— START Records provided —
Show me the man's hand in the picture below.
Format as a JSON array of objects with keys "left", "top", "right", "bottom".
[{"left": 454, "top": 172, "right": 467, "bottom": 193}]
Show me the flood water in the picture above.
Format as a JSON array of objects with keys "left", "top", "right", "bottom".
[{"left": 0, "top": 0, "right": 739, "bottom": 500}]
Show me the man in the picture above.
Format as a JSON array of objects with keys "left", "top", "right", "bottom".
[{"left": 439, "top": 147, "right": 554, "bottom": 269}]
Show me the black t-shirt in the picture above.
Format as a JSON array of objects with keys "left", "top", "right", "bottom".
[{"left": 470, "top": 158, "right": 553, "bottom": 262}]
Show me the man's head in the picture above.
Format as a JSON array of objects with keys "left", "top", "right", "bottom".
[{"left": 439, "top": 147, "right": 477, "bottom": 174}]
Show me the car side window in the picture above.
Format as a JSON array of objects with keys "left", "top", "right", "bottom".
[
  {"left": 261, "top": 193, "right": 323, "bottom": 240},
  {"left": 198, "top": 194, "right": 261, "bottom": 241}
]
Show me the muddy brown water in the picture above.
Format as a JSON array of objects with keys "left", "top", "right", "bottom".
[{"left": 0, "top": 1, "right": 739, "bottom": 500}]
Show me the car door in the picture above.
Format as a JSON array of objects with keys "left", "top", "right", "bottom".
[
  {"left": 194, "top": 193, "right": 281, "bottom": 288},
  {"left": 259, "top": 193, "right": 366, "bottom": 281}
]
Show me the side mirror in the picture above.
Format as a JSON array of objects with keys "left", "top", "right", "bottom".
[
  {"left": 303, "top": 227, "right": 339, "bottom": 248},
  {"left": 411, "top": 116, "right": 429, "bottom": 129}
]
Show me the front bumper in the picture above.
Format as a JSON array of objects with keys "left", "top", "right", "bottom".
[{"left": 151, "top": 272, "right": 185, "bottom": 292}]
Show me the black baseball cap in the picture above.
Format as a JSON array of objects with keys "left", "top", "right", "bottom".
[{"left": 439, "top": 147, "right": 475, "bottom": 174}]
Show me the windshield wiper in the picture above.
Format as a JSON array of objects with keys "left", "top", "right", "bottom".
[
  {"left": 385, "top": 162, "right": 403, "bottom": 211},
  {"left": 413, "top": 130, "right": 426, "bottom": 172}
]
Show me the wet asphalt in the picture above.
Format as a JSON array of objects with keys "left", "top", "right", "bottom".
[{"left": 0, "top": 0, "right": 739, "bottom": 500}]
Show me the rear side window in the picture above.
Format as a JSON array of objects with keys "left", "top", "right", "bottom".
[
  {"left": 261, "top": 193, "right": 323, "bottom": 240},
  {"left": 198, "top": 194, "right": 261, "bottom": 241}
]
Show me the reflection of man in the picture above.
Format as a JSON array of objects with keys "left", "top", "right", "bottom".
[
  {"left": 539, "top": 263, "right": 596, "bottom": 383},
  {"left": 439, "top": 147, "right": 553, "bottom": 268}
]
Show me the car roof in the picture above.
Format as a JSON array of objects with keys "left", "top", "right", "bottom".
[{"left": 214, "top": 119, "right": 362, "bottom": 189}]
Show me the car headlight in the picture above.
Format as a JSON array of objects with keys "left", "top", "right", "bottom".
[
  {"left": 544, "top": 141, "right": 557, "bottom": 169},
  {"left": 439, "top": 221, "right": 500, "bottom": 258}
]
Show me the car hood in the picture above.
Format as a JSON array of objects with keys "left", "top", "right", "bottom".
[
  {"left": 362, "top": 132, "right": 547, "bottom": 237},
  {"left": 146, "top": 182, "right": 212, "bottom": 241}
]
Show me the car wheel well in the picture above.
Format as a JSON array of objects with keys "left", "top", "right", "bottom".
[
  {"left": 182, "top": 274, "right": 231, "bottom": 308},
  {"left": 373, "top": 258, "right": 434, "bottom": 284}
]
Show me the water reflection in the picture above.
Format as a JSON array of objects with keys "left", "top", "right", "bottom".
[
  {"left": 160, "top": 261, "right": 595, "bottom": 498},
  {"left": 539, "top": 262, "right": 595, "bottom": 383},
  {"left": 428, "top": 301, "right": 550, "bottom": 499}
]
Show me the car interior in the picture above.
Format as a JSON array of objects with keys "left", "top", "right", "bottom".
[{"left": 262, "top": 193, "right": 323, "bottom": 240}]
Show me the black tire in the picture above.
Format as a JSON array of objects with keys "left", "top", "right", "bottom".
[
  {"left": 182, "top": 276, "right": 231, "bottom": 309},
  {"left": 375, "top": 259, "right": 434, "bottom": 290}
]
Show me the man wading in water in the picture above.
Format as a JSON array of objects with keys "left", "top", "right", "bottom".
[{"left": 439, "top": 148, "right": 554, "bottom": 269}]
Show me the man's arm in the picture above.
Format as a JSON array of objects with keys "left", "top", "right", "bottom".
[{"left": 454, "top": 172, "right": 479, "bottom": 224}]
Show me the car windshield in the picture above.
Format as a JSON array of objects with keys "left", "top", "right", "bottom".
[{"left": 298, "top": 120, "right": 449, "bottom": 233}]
— END Records provided —
— START Records provided —
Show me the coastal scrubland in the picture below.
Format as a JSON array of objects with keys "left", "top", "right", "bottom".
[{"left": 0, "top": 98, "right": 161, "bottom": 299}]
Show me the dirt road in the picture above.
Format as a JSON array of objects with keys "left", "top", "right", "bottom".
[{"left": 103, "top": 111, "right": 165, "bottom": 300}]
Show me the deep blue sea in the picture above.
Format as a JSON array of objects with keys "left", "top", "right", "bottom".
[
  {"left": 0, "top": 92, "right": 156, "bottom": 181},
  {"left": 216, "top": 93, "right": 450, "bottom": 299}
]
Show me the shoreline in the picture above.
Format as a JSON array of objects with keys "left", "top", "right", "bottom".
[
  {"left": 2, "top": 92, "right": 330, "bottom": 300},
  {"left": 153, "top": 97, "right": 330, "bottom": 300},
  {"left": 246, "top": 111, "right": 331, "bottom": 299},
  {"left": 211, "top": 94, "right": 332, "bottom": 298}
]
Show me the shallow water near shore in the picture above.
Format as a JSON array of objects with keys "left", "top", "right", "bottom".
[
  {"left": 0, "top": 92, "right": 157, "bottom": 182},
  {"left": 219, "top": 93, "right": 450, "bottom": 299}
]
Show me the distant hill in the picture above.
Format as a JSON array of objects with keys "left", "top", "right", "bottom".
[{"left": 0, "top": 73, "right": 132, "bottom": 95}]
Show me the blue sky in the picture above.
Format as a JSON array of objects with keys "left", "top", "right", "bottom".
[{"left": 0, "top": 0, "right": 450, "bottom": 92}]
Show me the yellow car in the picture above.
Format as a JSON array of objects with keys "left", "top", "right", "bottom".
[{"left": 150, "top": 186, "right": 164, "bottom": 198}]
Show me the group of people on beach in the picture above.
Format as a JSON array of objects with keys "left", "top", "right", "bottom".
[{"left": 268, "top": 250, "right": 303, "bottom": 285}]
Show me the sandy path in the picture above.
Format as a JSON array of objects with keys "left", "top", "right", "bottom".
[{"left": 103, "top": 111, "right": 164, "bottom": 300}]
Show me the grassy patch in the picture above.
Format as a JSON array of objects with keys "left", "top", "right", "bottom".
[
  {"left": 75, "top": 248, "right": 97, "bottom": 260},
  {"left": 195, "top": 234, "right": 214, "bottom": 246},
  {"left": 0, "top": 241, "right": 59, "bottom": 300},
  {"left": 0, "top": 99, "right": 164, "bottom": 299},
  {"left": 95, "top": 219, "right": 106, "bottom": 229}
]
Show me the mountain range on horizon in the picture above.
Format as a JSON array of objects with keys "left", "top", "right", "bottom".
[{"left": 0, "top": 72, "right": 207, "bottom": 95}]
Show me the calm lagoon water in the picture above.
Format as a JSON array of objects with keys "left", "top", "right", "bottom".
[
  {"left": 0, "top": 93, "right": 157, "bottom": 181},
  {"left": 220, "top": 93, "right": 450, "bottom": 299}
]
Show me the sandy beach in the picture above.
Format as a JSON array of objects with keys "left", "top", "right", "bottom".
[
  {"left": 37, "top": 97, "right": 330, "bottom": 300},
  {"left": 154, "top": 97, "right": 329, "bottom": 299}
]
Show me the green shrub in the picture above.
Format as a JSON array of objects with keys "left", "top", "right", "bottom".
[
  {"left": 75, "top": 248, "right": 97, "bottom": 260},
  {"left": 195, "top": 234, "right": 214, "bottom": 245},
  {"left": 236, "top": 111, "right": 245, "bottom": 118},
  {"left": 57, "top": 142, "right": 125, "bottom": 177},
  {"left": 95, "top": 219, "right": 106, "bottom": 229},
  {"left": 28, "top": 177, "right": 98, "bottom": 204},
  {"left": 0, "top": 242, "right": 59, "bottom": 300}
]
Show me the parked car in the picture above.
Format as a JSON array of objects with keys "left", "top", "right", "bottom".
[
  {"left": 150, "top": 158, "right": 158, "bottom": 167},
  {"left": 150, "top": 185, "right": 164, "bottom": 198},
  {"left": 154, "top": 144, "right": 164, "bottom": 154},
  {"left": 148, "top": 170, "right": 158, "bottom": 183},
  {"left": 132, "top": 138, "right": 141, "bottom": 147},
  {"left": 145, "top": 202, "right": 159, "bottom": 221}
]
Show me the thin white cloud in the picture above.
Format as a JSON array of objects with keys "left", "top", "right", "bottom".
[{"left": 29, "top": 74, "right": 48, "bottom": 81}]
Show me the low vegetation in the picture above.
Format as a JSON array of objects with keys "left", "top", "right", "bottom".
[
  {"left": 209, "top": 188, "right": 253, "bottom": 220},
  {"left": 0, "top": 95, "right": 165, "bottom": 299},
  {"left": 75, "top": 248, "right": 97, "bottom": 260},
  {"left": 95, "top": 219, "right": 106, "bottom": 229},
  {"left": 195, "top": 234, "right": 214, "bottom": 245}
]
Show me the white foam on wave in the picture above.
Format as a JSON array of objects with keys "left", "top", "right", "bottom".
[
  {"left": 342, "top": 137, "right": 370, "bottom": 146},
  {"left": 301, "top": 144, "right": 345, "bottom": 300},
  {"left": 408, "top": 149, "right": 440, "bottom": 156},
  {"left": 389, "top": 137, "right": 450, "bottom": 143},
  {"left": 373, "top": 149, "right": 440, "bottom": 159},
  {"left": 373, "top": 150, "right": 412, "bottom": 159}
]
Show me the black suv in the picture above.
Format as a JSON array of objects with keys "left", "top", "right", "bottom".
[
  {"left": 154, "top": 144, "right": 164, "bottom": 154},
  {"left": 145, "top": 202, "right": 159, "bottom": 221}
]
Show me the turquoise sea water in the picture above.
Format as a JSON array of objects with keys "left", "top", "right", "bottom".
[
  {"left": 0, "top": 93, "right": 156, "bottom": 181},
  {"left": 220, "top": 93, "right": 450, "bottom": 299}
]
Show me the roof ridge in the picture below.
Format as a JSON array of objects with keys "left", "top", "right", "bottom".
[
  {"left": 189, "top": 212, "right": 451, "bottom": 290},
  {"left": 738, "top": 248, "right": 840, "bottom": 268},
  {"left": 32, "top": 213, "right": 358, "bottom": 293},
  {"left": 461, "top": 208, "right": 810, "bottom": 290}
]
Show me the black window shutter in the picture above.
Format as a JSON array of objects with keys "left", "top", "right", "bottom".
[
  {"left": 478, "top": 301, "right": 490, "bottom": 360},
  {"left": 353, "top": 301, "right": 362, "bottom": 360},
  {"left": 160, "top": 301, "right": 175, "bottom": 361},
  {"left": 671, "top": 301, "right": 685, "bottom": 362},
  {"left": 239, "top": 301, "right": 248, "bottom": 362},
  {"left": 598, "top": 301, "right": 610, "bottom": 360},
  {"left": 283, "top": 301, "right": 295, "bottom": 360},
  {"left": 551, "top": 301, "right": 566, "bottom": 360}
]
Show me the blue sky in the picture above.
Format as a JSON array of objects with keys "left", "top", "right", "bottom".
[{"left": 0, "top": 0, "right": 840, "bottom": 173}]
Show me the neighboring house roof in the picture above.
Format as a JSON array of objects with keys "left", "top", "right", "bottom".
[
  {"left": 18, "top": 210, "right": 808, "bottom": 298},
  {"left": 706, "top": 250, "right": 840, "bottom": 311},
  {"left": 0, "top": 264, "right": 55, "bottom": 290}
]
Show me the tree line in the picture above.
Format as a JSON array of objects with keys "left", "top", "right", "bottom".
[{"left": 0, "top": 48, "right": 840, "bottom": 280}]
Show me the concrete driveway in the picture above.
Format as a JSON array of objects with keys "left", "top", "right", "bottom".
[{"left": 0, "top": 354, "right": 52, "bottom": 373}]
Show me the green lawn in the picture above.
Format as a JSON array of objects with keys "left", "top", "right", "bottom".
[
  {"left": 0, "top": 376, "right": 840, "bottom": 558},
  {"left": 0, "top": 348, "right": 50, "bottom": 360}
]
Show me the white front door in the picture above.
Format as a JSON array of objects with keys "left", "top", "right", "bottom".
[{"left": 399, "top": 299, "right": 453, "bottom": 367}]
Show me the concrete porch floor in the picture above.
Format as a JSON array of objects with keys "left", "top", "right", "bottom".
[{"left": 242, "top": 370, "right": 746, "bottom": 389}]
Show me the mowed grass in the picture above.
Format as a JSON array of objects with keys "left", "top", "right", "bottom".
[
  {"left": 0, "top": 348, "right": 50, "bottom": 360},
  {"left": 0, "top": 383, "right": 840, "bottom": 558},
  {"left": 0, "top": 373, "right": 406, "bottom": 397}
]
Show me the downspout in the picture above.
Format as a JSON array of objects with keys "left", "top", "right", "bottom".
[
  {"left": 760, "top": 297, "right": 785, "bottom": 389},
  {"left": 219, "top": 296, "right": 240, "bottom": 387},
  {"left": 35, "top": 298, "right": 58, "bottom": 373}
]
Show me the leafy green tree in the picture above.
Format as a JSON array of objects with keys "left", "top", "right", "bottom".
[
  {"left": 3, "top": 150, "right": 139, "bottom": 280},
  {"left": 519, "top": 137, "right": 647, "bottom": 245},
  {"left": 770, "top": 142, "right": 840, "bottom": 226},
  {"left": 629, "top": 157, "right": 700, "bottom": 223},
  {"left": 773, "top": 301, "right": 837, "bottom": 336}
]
— END Records provided —
__Given instruction__.
Find every line in the records that contains the string "black" and copy each one. Match case exactly.

__Output for this task__.
Show me the black t-shirt in the picture above.
Show me the black baseball cap in the picture above.
Show me the black tire in the picture above.
Show me the black suv in the picture above.
Show me the black window shutter in the picture above.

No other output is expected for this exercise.